Directive
Reproduce the material below with "play diagram" renamed to "match report" wherever it appears, leaving everything else unchanged.

[Labeled point records]

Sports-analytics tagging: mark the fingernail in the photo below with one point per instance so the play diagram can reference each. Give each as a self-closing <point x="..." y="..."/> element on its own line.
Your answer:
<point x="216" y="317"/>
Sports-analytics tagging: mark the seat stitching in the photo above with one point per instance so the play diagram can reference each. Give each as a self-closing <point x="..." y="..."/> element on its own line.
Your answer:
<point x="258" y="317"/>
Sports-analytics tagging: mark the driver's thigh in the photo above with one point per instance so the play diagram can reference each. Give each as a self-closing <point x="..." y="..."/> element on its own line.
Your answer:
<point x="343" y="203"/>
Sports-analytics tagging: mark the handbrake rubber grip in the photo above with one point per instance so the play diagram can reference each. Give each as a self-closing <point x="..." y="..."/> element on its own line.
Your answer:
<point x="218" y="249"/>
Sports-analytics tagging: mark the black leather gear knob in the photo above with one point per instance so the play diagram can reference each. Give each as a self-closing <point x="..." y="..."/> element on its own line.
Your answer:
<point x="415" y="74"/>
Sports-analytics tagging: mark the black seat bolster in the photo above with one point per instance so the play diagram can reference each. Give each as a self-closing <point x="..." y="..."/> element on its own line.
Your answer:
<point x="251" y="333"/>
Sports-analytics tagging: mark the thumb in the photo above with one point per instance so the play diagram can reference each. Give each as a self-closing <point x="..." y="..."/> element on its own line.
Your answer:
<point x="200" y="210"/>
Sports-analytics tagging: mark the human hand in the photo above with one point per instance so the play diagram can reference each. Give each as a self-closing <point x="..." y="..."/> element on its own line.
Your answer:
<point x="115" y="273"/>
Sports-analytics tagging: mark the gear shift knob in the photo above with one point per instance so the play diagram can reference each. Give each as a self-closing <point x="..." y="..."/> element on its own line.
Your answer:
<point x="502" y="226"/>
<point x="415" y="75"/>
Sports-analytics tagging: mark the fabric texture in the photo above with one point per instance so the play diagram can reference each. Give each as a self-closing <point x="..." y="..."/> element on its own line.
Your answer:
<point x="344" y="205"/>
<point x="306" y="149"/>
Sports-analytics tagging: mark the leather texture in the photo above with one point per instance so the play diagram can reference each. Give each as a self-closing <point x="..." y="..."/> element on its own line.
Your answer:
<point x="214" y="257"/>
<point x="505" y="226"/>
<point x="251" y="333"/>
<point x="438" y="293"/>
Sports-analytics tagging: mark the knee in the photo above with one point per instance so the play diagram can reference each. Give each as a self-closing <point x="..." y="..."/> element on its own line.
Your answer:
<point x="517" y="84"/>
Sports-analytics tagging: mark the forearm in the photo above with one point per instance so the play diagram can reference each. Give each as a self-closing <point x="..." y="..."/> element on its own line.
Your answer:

Correct response
Sports-analytics tagging: mark the fingernail in the photo below with one point per instance so the match report can reference each. Give each as a self-closing <point x="..." y="..."/> element on its own line.
Your answer:
<point x="216" y="317"/>
Sports-analytics tagging: mark the seat stitching in the photo above with one point per instance so the match report can reference each. Give each as a self-closing <point x="..." y="..."/> element on its own line.
Your answer:
<point x="258" y="317"/>
Sports-analytics tagging: mark the driver's thigh in the photo above with one point per instance so the match report can reference each. Give each as a self-closing <point x="..." y="..."/> element on its own line.
Your answer:
<point x="343" y="203"/>
Sports-analytics tagging: mark the handbrake rubber grip in the photo above with one point per instance so the match report can reference each. Give each as a self-closing <point x="..." y="..."/> element on its own line.
Your answer:
<point x="218" y="249"/>
Sports-analytics tagging: mark the black leather gear knob in the photo above with one point per instance so the match report can reference each. Give each as a self-closing <point x="..." y="..."/> element on its own line.
Your answer:
<point x="415" y="74"/>
Sports-analytics tagging: mark the black seat bolster in the photo above with one point per instance so the match report can reference each. Give each as a self-closing <point x="..." y="..."/> element on its own line.
Your answer:
<point x="251" y="333"/>
Sports-analytics tagging: mark the thumb in the photo above with one point per instance so the match report can reference each. Give each as a self-closing <point x="..." y="..."/> element on its own line.
Your answer:
<point x="200" y="210"/>
Sports-analytics tagging: mark the human hand in the photo above with one point per instance so the match report can reference each. Give each as a self-closing <point x="..." y="..."/> element on its own line.
Your answer:
<point x="115" y="273"/>
Sports-analytics tagging: mark the gear shift knob in the photo above with one point per instance so the match report can reference each. Give each as a self-closing <point x="..." y="..."/> element on its own line.
Your answer:
<point x="502" y="226"/>
<point x="415" y="75"/>
Sports-analytics tagging: mark the fabric texture in the photo above with one point per instance so the match report can reference each. Give each as a self-closing <point x="..." y="..."/> element on its own line.
Your answer:
<point x="344" y="205"/>
<point x="306" y="149"/>
Sports-analytics tagging: mark the leather texture in the photo above with one point per instance so the match report can reference each. Give each as a self-closing <point x="..." y="..."/> element on its own line.
Your answer:
<point x="214" y="257"/>
<point x="505" y="226"/>
<point x="251" y="333"/>
<point x="438" y="293"/>
Sports-analytics tagging: mark the knee in the photo above with one point per instance so the match report can reference each. Give each as a self-closing <point x="..." y="..."/> element on its own line.
Your answer:
<point x="517" y="84"/>
Sports-analytics tagging: mark the forearm in the photo above with one point per instance so the match report can reference each. Give each as a self-closing <point x="..." y="..."/> element on its own line.
Your answer:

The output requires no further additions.